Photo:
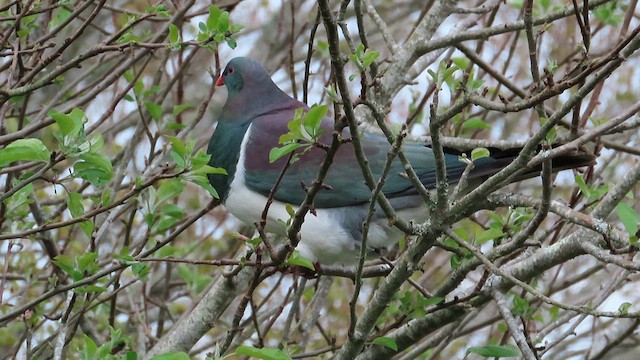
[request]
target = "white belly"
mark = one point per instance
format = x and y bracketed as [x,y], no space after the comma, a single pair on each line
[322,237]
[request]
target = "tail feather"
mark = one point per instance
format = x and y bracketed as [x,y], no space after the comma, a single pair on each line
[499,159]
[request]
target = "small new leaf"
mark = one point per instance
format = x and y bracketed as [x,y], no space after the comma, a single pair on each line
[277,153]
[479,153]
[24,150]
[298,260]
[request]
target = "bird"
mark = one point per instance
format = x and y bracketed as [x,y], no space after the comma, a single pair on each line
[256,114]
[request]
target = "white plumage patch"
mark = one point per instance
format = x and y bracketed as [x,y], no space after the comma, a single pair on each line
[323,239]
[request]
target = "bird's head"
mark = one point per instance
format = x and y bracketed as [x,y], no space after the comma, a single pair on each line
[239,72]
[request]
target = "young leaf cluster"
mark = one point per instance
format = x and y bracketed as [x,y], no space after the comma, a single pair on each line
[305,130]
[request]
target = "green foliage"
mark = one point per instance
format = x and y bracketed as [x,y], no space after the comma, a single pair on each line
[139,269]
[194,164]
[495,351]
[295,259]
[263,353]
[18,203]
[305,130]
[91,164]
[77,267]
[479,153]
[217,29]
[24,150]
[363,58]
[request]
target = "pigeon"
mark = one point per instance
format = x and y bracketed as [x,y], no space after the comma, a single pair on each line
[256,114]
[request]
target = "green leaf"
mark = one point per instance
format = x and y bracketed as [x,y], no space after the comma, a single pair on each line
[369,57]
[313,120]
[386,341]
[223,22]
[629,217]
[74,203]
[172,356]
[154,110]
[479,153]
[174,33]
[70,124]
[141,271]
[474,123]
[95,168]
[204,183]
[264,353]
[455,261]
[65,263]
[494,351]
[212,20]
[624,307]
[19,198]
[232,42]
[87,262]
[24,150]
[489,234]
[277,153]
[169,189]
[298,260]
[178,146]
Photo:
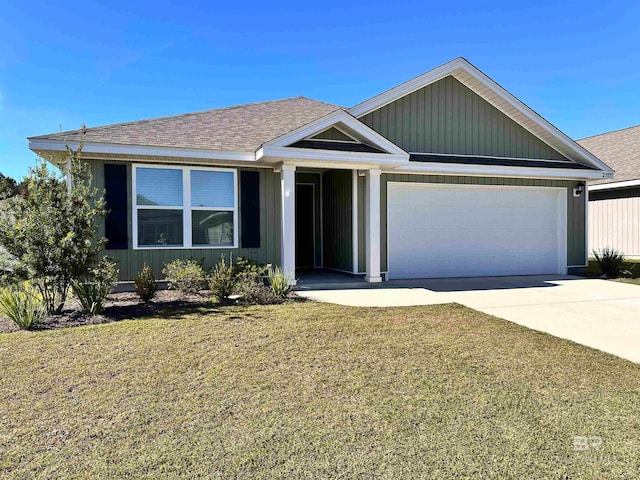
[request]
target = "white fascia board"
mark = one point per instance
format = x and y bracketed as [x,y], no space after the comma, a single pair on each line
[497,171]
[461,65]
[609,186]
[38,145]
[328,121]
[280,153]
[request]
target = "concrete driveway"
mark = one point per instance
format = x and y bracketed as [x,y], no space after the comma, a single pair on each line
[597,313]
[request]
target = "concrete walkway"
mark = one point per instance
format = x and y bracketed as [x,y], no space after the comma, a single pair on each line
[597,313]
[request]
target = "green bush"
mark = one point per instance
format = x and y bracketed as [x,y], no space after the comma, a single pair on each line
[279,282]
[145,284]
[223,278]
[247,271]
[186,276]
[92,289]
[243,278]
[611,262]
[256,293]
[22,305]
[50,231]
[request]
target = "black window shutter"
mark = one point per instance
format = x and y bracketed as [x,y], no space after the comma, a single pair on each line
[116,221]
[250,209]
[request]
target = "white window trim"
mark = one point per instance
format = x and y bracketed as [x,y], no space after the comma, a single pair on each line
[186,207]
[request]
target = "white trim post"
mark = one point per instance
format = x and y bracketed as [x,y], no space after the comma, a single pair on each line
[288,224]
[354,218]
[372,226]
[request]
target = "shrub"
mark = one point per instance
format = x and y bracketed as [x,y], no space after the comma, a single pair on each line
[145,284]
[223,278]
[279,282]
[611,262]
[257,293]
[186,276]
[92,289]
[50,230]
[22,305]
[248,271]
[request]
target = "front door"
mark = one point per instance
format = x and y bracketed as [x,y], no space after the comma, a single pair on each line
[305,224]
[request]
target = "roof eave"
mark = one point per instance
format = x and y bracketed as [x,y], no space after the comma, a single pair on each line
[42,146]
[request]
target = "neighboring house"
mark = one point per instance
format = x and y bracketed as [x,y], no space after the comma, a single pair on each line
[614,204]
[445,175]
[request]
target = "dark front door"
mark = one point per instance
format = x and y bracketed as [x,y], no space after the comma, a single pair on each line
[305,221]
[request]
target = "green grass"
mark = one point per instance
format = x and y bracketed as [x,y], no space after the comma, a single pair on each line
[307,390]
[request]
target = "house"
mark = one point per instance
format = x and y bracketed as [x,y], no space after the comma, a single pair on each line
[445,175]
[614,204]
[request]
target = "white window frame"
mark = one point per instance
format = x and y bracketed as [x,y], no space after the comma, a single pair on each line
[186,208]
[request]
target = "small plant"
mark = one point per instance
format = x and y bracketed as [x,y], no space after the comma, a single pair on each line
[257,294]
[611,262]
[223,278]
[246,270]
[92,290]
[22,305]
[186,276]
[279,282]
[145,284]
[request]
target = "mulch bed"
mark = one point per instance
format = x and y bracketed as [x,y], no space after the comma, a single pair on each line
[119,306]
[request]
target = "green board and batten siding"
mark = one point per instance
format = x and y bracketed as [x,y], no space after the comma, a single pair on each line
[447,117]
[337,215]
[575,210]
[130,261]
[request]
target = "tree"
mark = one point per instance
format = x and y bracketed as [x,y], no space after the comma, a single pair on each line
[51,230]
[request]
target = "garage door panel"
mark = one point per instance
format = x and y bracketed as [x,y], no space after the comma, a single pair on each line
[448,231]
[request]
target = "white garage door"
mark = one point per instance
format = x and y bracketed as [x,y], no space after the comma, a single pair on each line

▶ **What needs to be done**
Scan the listing above for the word "green" and copy every line that holds it.

▶ **Output**
target = "green foliage"
target = "green leaf"
target = "green bush"
target = "green grass"
target = "green board and batten siding"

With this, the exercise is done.